▸ Work item
In the response letter, how many children were seen during the 5-year study period?

*** Extracted text ***

26 July 2007
RESPONSE TO LETTER TO THE EDITOR (DELANEY, WEBB AND FORSYTHE)
I thank Delaney, Webb and Forsythe for their comments. The report was not of a distinct cohort followed for 2 years but of children seen and managed in community practice.1 As we noted most other studies are from scientific institutions rather than the community where most practice.
Five hundred and five children were seen in the 5-year study period 1997–2002. Within this period 368 of the 399 achieving initial dryness had reached 6 months from initial management of whom 270 had remained continuously dry for 6 months. Thirty-one of those 399 achieving initial dryness were seen within the last 6 months of the study period. Within this 5-year period 266 of the 399 achieving initial dryness had reached 24 months from initial management of which 171 had remained continuously dry for 24 months. Of the 399, 133 were seen within the last 2-year period.
The subsequent outcomes of those not achieving initial success or relapsing are not completely known, however, many returned for later trial of the alarm, and some may have sought management elsewhere.
Delaney et al. are technically correct in their statistical analysis of our group as a scientific cohort.

*** Data for review ***

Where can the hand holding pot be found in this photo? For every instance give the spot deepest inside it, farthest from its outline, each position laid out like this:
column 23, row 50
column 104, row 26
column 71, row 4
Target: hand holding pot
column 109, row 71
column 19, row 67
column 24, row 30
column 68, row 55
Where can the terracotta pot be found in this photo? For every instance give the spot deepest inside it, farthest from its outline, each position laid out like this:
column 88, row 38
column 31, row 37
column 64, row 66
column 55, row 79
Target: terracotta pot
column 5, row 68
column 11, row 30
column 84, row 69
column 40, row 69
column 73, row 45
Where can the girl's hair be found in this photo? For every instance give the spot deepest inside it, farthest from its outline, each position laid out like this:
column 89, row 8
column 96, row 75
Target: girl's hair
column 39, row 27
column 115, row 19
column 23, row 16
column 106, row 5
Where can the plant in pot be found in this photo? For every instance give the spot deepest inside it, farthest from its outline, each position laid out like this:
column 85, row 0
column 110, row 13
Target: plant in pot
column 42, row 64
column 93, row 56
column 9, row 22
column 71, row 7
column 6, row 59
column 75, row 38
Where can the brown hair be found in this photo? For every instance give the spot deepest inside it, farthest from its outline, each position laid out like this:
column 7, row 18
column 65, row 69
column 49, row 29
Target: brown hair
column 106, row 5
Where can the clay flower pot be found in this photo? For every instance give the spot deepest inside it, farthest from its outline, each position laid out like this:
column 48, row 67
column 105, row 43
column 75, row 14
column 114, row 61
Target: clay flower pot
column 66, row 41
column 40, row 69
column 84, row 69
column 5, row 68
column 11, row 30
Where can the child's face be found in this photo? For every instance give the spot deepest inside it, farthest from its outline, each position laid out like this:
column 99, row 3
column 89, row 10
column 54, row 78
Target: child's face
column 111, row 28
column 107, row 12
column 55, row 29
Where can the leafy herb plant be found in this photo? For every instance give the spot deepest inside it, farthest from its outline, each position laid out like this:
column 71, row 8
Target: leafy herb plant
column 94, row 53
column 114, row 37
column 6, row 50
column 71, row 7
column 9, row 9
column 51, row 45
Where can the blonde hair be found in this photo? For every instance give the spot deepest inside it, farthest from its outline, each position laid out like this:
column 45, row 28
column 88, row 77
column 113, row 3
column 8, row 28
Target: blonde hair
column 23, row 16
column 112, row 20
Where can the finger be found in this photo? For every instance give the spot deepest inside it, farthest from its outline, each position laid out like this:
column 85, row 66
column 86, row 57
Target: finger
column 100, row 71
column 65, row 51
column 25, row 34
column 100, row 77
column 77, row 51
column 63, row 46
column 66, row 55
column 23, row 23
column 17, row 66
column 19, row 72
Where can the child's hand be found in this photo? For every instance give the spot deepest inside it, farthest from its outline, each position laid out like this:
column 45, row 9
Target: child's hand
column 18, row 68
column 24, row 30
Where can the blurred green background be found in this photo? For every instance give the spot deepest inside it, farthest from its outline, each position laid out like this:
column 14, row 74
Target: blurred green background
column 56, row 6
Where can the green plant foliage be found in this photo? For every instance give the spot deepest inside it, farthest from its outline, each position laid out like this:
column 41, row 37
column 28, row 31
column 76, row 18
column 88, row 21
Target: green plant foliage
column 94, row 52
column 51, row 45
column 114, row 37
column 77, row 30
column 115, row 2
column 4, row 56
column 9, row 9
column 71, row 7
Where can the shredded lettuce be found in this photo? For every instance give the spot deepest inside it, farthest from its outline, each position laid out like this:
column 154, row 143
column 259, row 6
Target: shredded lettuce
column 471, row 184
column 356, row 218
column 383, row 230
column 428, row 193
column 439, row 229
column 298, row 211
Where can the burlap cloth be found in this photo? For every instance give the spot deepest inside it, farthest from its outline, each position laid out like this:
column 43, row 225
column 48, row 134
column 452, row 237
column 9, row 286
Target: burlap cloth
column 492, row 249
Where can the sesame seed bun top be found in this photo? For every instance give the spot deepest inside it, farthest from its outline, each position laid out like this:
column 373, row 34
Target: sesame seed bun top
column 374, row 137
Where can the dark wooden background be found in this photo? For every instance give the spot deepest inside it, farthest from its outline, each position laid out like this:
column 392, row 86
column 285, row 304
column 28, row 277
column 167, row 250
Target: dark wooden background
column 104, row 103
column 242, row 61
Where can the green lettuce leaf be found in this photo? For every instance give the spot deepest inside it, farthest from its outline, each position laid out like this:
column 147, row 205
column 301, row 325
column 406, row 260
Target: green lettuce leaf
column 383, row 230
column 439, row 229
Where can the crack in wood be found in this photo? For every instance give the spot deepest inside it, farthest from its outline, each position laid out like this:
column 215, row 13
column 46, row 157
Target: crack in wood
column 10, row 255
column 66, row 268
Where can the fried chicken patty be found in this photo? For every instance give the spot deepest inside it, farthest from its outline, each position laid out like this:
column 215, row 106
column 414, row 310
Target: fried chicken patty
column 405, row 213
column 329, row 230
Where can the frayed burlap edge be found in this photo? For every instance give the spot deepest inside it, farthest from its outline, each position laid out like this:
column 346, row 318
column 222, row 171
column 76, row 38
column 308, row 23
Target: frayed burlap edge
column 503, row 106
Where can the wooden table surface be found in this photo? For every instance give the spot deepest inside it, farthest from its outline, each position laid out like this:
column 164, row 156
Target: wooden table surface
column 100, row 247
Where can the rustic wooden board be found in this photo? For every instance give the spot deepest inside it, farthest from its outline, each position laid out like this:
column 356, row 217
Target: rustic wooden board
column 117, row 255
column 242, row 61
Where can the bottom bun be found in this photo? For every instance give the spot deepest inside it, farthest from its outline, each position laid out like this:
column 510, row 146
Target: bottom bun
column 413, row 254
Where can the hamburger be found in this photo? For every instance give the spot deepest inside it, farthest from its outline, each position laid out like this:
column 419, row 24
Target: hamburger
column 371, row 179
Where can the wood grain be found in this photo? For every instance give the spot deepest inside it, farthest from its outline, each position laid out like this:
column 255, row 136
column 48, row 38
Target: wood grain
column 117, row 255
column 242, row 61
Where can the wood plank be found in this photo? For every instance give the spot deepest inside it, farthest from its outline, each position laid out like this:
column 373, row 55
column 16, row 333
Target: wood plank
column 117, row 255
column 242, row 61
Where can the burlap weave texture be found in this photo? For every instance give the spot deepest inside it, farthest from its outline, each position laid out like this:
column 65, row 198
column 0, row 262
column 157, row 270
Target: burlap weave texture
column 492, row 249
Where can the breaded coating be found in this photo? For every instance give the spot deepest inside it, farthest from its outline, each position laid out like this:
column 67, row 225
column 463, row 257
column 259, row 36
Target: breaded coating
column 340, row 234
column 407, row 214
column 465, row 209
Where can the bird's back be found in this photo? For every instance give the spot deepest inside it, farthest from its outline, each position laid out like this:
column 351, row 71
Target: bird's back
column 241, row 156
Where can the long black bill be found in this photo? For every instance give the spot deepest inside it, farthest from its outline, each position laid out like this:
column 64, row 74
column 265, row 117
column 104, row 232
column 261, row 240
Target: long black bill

***

▸ Task solution
Five hundred and five children.